## THE TASK
Skipping any pictures, give all of the records below again exactly.

Dataset excerpts:
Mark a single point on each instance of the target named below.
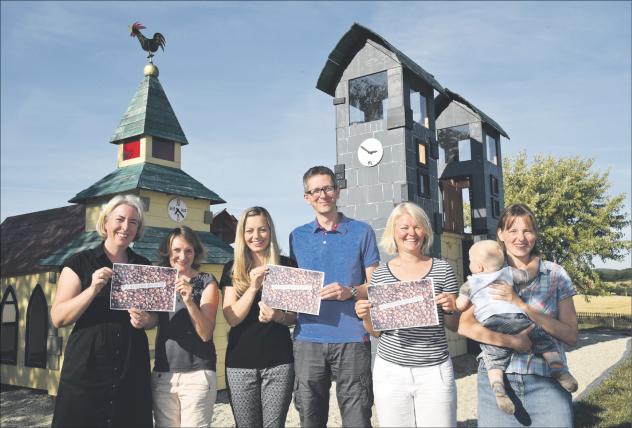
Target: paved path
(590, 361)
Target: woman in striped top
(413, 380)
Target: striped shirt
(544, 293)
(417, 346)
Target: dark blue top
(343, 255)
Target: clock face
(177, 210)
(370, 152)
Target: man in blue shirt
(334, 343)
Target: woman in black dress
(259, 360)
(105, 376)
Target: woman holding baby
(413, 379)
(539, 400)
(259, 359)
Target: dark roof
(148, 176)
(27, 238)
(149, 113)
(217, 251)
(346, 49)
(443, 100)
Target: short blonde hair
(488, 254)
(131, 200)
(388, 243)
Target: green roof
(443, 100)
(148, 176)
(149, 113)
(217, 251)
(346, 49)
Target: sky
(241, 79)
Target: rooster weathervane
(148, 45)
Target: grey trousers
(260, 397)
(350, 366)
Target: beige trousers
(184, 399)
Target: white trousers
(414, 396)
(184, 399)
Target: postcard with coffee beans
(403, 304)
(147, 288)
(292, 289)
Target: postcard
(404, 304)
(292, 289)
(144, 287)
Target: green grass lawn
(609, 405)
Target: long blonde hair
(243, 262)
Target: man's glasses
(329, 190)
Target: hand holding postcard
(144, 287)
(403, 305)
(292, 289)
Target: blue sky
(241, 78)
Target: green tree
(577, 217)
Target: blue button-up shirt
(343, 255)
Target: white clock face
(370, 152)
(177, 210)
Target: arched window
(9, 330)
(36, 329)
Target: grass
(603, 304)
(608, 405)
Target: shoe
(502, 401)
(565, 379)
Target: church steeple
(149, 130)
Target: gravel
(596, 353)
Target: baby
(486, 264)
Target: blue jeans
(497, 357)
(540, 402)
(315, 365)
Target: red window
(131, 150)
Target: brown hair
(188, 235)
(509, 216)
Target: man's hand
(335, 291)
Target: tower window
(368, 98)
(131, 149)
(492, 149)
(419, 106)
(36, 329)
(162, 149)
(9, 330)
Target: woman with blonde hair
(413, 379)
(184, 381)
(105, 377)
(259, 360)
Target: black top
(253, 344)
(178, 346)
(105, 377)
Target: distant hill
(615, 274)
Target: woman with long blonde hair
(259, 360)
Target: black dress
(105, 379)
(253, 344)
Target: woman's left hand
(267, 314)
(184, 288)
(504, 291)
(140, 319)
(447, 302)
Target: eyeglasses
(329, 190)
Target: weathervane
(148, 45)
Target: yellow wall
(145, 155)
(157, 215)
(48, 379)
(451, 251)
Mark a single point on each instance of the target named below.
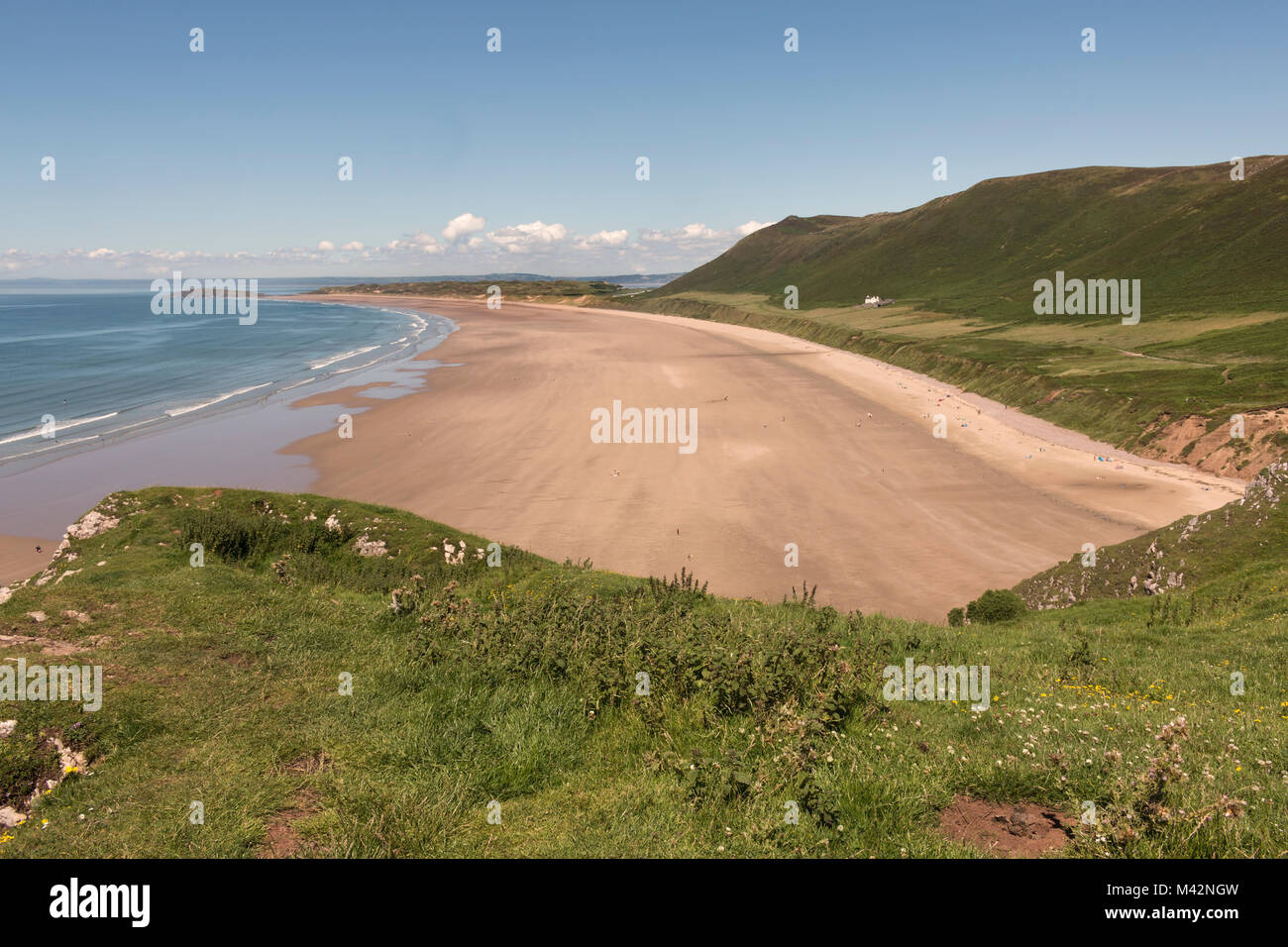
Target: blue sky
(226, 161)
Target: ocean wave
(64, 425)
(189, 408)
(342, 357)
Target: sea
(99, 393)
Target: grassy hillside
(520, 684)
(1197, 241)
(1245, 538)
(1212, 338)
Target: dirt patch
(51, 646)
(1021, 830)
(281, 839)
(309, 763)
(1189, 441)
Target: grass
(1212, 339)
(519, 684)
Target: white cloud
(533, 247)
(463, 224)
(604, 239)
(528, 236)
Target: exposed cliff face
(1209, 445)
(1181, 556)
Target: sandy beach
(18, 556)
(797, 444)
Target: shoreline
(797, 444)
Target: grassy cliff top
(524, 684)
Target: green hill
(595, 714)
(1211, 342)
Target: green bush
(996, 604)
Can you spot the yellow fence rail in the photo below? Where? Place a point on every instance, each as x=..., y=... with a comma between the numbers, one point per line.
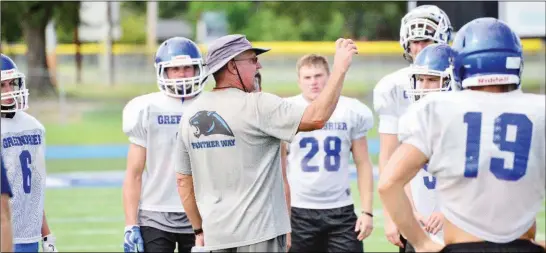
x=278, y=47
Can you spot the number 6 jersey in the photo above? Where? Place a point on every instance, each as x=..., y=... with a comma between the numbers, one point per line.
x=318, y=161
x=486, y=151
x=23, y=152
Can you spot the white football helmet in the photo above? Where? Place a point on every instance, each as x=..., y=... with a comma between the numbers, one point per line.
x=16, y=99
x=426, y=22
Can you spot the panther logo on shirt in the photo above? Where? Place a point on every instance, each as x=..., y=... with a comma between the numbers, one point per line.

## YOUR SOLUTION
Mark a single point on each instance of the target named below.
Target: paved path
(590, 361)
Target: woman in striped top
(413, 380)
Target: striped shirt
(544, 293)
(417, 346)
Target: dark blue top
(343, 255)
Target: clock face
(177, 210)
(370, 152)
Target: man in blue shirt
(334, 343)
Target: woman in black dress
(259, 360)
(105, 376)
Target: woman holding baby
(413, 379)
(539, 400)
(259, 359)
Target: dark roof
(148, 176)
(27, 238)
(149, 113)
(217, 251)
(346, 49)
(443, 100)
Target: short blonde hair
(488, 254)
(131, 200)
(388, 243)
Target: green roof
(443, 100)
(148, 176)
(149, 113)
(217, 251)
(346, 49)
Target: sky
(241, 79)
Target: rooster weathervane
(148, 45)
Target: grey trousers
(260, 397)
(350, 366)
Target: beige trousers
(184, 399)
Target: white trousers
(414, 396)
(184, 399)
Target: postcard with coffee beans
(403, 304)
(147, 288)
(292, 289)
Target: postcard
(404, 304)
(292, 289)
(144, 287)
Target: green grass lawn
(609, 405)
Target: long blonde hair
(243, 262)
Target: man's glasses
(329, 190)
Target: hand holding postcard
(144, 287)
(403, 305)
(292, 289)
Target: blue sky
(241, 78)
Target: green tree
(577, 217)
Target: blue button-up shirt
(343, 255)
Target: white clock face
(370, 152)
(177, 210)
Target: arched window
(9, 330)
(36, 329)
Target: grass
(603, 304)
(608, 405)
Target: shoe
(502, 401)
(565, 379)
Target: church steeple
(149, 130)
Target: gravel
(596, 353)
Target: baby
(486, 264)
Target: blue jeans
(497, 357)
(540, 402)
(315, 365)
Target: red window
(131, 150)
Target: brown hair
(188, 235)
(509, 216)
Target: man's hand
(335, 291)
Target: tower window
(368, 98)
(131, 149)
(492, 149)
(419, 106)
(36, 329)
(162, 149)
(9, 330)
Target: woman with blonde hair
(413, 379)
(184, 381)
(105, 377)
(259, 360)
Target: black top
(253, 344)
(178, 346)
(105, 377)
Target: distant hill
(615, 274)
Target: woman with long blonde hair
(259, 360)
Target: black dress
(105, 379)
(253, 344)
Target: woman's left hand
(267, 314)
(184, 288)
(504, 291)
(140, 319)
(447, 302)
Target: eyeglasses
(329, 190)
Target: weathervane
(148, 45)
Target: yellow wall
(145, 155)
(157, 215)
(48, 379)
(451, 251)
Mark a single point on each instance of the target named below.
Target: blue sky
(226, 161)
Target: ocean wave
(64, 425)
(189, 408)
(342, 357)
Target: sea
(99, 393)
Target: grassy hillside
(520, 684)
(1197, 241)
(1245, 538)
(1212, 338)
Target: dirt patch
(51, 646)
(1021, 830)
(281, 839)
(309, 763)
(1189, 441)
Target: grass
(1212, 339)
(519, 684)
Target: white cloud
(533, 247)
(463, 224)
(604, 239)
(528, 236)
Target: exposed cliff face
(1209, 445)
(1181, 556)
Target: sandy beach
(18, 556)
(797, 444)
Target: shoreline
(797, 444)
Target: grassy cliff top
(524, 684)
Target: green hill
(595, 714)
(1211, 342)
Target: green bush
(996, 604)
Can you spot the yellow fence rail in the photo below? Where? Place a point on every instance, each as x=..., y=... with a comma between the numbers, one point per line.
x=278, y=47
Can you spot the number 6 jersey in the photo above? Where? Place a point on every instance, each as x=..., y=... with a comma between the numbers, one point per line.
x=318, y=161
x=486, y=151
x=23, y=152
Can you spot the white football helmet in the photo above? Where? Place a point on every instance, each as x=..., y=... with a comma between the numbers, one point per line.
x=16, y=99
x=426, y=22
Can you spot the panther logo on shirt in the photo above? Where? Place a point on every instance, each as x=..., y=... with a comma between the numbers, one point per line.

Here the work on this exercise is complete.